Anyway, Growing up and while I was in school, I always excelled in math related subjects. In fact it was the only thing I was ever good at in school, I'm sure you can tell by now that my writing and english is pretty terrible... I'm not gonna lie I know it sucks. Same goes for History and all other core subjects in school, I did just the bare minimum to pass and get by... mainly because I didnt care enough to excell or even try hard enough to get good grades. But with math, It always came easy to me, Usualy resulting in me passing with a high A or at worse a B when I wasn't motivated, cutting classes, or whatever.
Well with this same subconcious obsession with numbers... also caused me to be really tight, obsessed, and focused on the money while at the tables. It should be clicking in your heads now, just exactly where I went wrong in my approach to poker. I was focused too much on making/saving money in poker that it caused me to make really poor decisions at the poker table. Instead of making the best decisions that I really I knew I should have, I'd change my thinking to making/saving money and act on that. For example, If I saw a huge pot building and I had anykind of a hand, even though I knew there was be a good chance I was beat, I'd chase that huge pot. I'd stab it time and time again until it was given up or my chips got allin. And It didn't help either that I have this huge ego that makes me so stubborn to have to give up pots and what not.

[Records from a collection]
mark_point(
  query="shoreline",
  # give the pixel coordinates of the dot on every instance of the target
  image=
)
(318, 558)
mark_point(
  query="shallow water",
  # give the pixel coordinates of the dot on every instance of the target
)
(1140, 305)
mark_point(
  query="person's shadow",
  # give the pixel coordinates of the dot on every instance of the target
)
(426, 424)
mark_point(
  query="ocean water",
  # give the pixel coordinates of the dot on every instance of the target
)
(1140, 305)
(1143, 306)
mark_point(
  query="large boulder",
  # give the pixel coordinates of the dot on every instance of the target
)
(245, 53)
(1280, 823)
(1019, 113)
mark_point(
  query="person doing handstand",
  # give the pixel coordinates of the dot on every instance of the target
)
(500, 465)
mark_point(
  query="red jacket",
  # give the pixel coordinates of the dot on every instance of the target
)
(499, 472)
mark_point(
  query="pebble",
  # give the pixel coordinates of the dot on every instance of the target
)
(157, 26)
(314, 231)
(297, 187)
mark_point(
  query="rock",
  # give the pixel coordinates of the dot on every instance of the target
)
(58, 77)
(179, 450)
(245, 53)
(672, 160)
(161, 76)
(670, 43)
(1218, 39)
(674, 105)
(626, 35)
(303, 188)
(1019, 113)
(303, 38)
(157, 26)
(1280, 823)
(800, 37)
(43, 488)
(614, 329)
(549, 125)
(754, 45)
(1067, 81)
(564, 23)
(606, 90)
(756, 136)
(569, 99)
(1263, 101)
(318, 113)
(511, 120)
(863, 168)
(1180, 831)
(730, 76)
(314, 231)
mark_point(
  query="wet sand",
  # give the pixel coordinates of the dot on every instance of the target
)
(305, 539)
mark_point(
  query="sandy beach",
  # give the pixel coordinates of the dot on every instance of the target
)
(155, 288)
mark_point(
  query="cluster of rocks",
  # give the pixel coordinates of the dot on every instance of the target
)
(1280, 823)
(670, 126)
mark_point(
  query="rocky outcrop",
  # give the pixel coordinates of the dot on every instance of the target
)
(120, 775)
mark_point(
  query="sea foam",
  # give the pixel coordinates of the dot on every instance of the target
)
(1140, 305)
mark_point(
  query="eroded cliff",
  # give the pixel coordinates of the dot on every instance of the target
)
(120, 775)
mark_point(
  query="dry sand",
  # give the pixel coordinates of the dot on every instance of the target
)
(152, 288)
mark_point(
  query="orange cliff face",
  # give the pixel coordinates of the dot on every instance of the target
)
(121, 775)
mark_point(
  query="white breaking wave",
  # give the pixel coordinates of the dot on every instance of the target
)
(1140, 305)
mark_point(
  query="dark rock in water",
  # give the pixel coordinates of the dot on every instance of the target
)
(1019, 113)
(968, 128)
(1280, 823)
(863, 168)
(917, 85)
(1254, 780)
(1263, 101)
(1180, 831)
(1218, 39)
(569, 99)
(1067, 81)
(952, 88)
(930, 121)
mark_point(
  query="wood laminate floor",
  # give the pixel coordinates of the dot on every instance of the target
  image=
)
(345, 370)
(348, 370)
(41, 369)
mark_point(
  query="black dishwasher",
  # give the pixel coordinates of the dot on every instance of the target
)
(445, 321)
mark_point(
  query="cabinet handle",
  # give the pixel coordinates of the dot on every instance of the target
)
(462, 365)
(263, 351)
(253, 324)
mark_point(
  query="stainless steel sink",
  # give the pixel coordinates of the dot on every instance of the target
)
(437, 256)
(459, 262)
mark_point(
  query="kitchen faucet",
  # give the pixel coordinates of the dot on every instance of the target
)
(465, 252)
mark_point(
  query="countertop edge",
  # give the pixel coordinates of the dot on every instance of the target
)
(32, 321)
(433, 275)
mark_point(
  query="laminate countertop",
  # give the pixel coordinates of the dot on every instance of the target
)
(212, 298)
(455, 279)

Tasks for this exercise.
**1.** Reproduce the part of the poker passage between "Well with this" and "and what not.", inclusive.
**2.** How many lines of the records contain the string "countertop"? Reply with the number only.
The poker passage and the records have nothing to do with each other.

Task-by-task answers.
**1.**
Well with this same subconcious obsession with numbers... also caused me to be really tight, obsessed, and focused on the money while at the tables. It should be clicking in your heads now, just exactly where I went wrong in my approach to poker. I was focused too much on making/saving money in poker that it caused me to make really poor decisions at the poker table. Instead of making the best decisions that I really I knew I should have, I'd change my thinking to making/saving money and act on that. For example, If I saw a huge pot building and I had anykind of a hand, even though I knew there was be a good chance I was beat, I'd chase that huge pot. I'd stab it time and time again until it was given up or my chips got allin. And It didn't help either that I have this huge ego that makes me so stubborn to have to give up pots and what not.

**2.** 2